Short exercise: Show each line of the items below that contains the word "green". Case matters.

(Coordinate annotation entries)

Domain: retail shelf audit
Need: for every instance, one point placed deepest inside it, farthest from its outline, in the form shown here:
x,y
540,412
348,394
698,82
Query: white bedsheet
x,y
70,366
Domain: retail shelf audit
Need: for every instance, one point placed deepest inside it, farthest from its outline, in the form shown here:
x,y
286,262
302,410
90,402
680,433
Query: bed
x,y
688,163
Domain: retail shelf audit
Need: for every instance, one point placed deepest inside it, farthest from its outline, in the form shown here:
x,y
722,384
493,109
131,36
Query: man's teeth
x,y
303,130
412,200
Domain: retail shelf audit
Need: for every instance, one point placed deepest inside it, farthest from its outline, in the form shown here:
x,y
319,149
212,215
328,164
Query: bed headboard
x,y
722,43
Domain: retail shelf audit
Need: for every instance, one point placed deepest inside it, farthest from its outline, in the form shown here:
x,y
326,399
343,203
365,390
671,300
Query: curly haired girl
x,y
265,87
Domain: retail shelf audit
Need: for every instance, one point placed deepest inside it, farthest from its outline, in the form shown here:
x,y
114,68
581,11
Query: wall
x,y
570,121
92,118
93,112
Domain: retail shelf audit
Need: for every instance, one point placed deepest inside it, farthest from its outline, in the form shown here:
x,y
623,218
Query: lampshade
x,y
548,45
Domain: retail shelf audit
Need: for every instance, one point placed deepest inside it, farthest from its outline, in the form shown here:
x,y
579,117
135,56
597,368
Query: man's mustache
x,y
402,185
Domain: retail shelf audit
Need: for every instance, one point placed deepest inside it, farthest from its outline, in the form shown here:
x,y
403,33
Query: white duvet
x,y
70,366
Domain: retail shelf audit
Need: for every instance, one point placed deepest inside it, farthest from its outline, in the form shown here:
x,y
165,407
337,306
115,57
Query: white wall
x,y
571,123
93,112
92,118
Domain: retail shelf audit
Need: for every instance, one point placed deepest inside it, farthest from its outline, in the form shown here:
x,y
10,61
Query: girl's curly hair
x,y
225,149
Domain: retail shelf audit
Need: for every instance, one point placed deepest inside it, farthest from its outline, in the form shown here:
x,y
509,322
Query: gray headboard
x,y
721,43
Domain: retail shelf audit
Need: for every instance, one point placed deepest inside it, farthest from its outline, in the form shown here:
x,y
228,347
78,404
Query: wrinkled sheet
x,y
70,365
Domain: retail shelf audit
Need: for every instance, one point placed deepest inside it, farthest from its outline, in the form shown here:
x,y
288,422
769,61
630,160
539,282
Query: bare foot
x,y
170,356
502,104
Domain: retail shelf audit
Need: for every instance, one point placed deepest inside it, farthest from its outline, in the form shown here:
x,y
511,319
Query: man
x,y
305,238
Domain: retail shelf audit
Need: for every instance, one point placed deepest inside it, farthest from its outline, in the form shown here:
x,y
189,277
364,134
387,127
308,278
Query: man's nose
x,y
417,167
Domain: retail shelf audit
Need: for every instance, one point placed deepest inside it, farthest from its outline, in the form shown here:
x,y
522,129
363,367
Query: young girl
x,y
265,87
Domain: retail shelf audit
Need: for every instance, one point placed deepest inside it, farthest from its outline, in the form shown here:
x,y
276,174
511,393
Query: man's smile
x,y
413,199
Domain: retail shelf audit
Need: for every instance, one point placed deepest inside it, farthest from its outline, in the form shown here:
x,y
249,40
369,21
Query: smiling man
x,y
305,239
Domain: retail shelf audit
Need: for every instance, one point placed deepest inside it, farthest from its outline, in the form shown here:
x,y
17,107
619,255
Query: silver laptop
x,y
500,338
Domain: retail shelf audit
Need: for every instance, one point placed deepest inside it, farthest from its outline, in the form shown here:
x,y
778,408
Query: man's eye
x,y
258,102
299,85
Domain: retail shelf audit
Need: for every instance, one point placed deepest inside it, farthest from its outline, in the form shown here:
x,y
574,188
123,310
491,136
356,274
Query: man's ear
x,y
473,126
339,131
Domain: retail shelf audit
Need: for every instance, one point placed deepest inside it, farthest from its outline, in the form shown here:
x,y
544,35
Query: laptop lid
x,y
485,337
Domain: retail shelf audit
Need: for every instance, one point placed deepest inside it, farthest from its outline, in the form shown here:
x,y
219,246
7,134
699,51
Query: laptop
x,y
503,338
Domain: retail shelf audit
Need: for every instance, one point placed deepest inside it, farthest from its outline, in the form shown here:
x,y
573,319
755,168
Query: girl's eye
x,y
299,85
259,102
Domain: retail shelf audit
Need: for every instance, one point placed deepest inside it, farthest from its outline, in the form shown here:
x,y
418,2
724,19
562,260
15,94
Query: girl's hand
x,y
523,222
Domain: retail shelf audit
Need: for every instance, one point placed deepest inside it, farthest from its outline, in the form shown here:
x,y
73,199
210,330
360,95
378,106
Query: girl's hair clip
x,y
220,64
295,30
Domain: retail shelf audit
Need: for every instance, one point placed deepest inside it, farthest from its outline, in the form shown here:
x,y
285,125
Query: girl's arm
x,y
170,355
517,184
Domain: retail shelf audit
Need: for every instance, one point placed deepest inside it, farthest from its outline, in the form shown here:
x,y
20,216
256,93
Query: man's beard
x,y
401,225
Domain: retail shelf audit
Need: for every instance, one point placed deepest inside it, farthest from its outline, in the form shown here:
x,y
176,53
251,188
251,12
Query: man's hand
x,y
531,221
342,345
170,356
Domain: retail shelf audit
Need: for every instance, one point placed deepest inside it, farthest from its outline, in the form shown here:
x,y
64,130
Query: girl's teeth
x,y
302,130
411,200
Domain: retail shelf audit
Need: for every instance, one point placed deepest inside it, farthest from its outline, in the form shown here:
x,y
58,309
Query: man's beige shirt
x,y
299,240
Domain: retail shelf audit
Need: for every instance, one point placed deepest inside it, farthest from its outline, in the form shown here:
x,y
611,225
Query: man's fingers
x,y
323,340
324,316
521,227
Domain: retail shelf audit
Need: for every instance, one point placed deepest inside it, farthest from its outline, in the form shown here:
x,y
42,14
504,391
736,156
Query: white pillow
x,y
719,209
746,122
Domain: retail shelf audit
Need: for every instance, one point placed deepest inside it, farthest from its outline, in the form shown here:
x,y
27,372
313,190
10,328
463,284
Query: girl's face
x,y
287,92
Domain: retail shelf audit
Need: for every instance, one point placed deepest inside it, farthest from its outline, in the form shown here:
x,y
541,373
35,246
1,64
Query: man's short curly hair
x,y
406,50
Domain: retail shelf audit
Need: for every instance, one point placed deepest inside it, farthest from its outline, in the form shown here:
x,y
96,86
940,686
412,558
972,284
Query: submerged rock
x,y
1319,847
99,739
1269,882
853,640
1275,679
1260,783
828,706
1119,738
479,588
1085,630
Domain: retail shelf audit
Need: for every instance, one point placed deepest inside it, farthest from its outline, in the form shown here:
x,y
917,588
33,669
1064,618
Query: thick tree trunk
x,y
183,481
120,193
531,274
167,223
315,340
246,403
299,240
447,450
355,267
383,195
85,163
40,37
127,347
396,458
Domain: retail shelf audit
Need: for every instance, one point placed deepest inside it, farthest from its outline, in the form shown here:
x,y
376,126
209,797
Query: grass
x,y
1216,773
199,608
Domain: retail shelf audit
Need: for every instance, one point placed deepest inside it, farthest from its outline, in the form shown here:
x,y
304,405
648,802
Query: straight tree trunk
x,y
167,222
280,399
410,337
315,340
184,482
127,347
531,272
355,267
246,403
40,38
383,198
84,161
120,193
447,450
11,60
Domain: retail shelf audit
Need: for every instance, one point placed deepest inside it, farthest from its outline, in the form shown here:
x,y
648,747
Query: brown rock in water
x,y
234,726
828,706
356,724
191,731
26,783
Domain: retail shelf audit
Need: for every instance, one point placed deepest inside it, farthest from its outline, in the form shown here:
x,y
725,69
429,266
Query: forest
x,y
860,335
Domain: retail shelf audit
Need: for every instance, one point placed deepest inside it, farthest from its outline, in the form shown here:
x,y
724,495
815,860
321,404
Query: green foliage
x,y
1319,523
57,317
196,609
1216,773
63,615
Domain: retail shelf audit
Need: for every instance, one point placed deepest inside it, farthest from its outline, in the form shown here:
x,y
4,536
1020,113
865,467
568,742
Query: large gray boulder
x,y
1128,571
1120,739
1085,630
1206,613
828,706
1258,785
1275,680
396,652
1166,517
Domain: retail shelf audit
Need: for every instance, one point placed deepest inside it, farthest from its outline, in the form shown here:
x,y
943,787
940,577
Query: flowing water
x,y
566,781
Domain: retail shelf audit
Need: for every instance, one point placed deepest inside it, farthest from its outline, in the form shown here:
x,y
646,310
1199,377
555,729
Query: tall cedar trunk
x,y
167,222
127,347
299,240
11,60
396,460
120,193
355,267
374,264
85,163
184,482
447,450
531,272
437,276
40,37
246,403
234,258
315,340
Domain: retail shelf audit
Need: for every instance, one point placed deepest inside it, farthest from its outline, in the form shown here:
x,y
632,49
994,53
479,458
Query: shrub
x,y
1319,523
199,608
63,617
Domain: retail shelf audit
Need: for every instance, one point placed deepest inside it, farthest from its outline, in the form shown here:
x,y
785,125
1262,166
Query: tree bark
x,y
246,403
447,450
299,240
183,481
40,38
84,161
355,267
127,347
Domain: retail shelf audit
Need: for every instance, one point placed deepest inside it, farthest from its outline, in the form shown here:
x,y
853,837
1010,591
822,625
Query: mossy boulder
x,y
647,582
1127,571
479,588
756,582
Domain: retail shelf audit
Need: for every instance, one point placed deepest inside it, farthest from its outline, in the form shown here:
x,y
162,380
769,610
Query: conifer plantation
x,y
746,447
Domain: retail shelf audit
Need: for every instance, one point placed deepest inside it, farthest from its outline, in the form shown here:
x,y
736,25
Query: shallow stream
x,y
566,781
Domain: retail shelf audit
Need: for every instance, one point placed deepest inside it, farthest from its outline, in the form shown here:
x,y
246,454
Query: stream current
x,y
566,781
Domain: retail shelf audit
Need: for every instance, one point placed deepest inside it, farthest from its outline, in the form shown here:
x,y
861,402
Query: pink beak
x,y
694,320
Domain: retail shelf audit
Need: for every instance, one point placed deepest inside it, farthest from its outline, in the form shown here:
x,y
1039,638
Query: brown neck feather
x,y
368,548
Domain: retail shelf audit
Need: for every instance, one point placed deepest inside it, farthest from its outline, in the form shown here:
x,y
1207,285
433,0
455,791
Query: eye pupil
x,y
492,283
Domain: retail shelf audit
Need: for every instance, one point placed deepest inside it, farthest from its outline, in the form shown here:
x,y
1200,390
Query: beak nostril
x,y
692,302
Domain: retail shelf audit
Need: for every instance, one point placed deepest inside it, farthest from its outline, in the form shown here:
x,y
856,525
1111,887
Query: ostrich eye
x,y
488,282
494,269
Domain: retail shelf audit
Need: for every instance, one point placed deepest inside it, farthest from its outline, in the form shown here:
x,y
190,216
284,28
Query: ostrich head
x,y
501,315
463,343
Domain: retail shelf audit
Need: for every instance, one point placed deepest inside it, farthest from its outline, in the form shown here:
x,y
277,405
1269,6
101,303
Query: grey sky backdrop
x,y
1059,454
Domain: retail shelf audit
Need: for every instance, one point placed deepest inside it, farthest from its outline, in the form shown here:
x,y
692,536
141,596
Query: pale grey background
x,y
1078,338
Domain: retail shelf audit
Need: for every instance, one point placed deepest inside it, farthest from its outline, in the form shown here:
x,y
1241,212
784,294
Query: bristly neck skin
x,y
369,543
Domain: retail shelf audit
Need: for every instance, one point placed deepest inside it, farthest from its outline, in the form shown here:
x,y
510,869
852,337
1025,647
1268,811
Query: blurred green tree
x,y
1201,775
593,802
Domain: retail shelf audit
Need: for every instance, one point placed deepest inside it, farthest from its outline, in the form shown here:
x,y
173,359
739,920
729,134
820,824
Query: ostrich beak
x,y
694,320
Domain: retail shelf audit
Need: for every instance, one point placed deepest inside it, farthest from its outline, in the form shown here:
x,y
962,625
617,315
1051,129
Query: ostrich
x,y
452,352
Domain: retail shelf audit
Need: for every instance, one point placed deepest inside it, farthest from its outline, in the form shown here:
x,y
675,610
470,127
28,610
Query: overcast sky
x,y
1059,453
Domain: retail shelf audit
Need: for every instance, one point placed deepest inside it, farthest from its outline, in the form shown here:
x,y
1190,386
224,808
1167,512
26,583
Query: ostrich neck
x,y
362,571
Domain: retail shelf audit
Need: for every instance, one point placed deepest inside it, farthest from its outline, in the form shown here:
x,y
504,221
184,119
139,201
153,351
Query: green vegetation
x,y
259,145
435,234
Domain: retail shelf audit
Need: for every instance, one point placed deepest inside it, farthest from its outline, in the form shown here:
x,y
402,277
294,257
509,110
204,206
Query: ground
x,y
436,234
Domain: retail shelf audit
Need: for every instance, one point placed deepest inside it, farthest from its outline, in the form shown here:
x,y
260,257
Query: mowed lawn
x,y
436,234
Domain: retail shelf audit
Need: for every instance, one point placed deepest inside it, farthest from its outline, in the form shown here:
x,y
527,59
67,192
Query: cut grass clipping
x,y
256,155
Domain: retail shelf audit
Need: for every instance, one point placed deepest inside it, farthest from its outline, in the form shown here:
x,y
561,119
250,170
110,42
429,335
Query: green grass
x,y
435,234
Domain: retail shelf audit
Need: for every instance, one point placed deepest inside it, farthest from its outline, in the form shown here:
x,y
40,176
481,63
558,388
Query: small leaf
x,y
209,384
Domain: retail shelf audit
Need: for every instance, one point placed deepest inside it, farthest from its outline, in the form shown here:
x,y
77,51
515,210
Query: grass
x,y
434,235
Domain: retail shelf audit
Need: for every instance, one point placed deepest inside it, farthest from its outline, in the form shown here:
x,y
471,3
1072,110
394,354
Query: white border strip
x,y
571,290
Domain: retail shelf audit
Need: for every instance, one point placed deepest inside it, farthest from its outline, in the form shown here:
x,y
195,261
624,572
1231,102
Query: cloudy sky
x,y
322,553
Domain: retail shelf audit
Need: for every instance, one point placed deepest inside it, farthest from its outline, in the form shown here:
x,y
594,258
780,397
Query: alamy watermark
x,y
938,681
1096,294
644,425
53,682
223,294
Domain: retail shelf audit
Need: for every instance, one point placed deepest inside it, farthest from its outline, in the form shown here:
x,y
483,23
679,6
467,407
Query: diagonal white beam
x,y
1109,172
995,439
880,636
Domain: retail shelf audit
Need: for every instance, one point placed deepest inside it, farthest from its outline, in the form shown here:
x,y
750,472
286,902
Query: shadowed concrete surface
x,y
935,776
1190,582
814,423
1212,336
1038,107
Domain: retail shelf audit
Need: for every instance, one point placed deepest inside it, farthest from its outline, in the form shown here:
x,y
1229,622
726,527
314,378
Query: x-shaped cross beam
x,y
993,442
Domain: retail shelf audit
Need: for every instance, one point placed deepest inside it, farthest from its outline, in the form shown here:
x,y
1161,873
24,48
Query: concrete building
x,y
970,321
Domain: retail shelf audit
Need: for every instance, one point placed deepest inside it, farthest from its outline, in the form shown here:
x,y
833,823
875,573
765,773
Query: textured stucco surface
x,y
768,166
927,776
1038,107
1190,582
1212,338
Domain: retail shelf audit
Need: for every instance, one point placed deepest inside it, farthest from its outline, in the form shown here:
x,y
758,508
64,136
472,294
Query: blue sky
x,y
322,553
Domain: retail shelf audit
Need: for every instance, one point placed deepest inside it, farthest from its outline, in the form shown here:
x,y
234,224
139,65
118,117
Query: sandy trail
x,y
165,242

Response to the exercise:
Query: green foliage
Query: blurred green tree
Query: green vegetation
Query: green grass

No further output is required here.